Same Same but Different

Throughout SE Asia, I probably heard the line a million times.

“Same same, but different.”

Whether it was someone trying to talk me into their restaurant or sell me “real” designer underwear at the market, the line became the English chorus in the teeming cacophony of mopeds, firecrackers and horns.

The most rewarding part of travel isn’t the places seen or the people met, it is the internal effect that it has on one’s viewpoints. It is looking at anything, old or new, and looking at it not as what you projected it to be, but as something closer to what it actually is.

I find that since getting home, I’m looking at many things that I took as routine parts of the landscape differently. The sound of walnuts and acorns rustling through limbs and dry leaves as they careen toward the ground had escaped my attention for 26 years, now it seems to be all I hear on my morning run. Perfectly spaced rows of drying corn suddenly possess a noble beauty that I had never appreciated.

Then there are the things that never bothered me, but now seem strangely absurd. Walking into a restaurant, and seeing the only healthy option to be a cheese, dressing and bacon covered “salad” is shocking after 6 months of eating little more than sliced tomatoes and cucumbers for a light meal.

* **RECORD EXCERPTS**
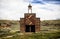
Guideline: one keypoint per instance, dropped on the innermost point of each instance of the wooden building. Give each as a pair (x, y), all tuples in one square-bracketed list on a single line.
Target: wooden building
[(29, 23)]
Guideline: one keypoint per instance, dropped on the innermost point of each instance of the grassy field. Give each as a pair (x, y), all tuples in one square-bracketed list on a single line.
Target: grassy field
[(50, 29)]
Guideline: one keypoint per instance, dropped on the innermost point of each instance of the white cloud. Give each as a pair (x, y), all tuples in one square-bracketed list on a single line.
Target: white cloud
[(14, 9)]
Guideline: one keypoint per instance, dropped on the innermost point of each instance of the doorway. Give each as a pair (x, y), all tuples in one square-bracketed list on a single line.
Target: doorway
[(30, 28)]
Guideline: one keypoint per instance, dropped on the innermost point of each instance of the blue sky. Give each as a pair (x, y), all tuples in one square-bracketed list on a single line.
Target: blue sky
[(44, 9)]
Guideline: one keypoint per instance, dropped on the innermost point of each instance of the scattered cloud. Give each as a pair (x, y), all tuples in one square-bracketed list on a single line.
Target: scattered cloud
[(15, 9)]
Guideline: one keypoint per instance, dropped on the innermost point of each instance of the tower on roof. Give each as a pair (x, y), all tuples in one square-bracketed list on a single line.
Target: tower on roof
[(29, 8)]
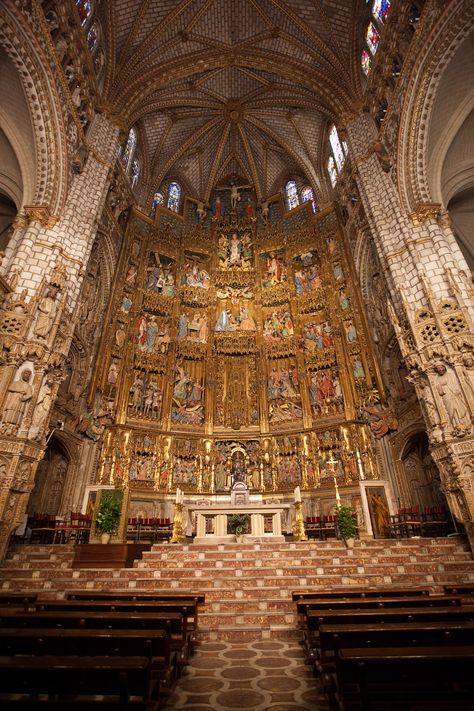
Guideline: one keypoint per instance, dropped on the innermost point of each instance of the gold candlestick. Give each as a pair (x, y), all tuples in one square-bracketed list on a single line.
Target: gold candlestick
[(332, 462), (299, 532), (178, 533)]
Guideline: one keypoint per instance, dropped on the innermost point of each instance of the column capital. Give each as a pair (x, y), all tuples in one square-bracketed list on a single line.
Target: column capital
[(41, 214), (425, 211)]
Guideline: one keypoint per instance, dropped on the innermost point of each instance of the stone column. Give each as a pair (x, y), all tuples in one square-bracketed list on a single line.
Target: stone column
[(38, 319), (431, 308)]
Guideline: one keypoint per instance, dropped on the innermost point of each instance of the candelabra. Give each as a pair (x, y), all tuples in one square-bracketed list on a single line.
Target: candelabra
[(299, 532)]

* **STATED PROBLEM**
Please copy the travel essay from "I find that" to "had never appreciated.", swapping "walnuts" for "pecans". Work from the essay only, not the items.

* **OUTPUT OF THE EXERCISE**
I find that since getting home, I’m looking at many things that I took as routine parts of the landscape differently. The sound of pecans and acorns rustling through limbs and dry leaves as they careen toward the ground had escaped my attention for 26 years, now it seems to be all I hear on my morning run. Perfectly spaced rows of drying corn suddenly possess a noble beauty that I had never appreciated.